**Directions:** Records follow. Select each line holding "pants".

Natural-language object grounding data
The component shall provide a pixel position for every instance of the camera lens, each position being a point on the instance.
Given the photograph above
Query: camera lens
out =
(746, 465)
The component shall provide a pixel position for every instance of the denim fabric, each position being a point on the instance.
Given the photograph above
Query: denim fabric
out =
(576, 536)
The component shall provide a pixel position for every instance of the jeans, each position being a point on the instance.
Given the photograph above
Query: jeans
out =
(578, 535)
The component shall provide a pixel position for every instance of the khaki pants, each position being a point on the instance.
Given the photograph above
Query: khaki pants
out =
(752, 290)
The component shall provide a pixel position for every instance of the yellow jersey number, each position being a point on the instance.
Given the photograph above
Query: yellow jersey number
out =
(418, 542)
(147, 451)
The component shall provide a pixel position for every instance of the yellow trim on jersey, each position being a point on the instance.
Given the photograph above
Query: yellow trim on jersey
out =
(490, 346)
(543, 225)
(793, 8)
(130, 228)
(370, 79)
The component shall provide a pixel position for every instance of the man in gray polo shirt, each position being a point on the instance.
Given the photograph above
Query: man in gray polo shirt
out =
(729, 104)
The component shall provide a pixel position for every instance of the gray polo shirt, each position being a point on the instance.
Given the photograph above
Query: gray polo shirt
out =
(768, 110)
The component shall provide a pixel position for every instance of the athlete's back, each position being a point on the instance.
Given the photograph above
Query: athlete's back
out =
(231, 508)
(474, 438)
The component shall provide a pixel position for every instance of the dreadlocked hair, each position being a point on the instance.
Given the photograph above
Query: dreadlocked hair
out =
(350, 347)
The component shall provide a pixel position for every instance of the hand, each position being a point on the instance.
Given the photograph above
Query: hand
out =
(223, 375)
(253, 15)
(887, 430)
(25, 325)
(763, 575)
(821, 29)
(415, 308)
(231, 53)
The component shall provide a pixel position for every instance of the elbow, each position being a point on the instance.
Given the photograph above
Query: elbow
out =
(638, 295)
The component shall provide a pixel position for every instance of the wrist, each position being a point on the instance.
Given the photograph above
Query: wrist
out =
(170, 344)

**Output:**
The component shall provide a pixel position for every instance of the khaki pants, each position being a point on the instance.
Query: khaki pants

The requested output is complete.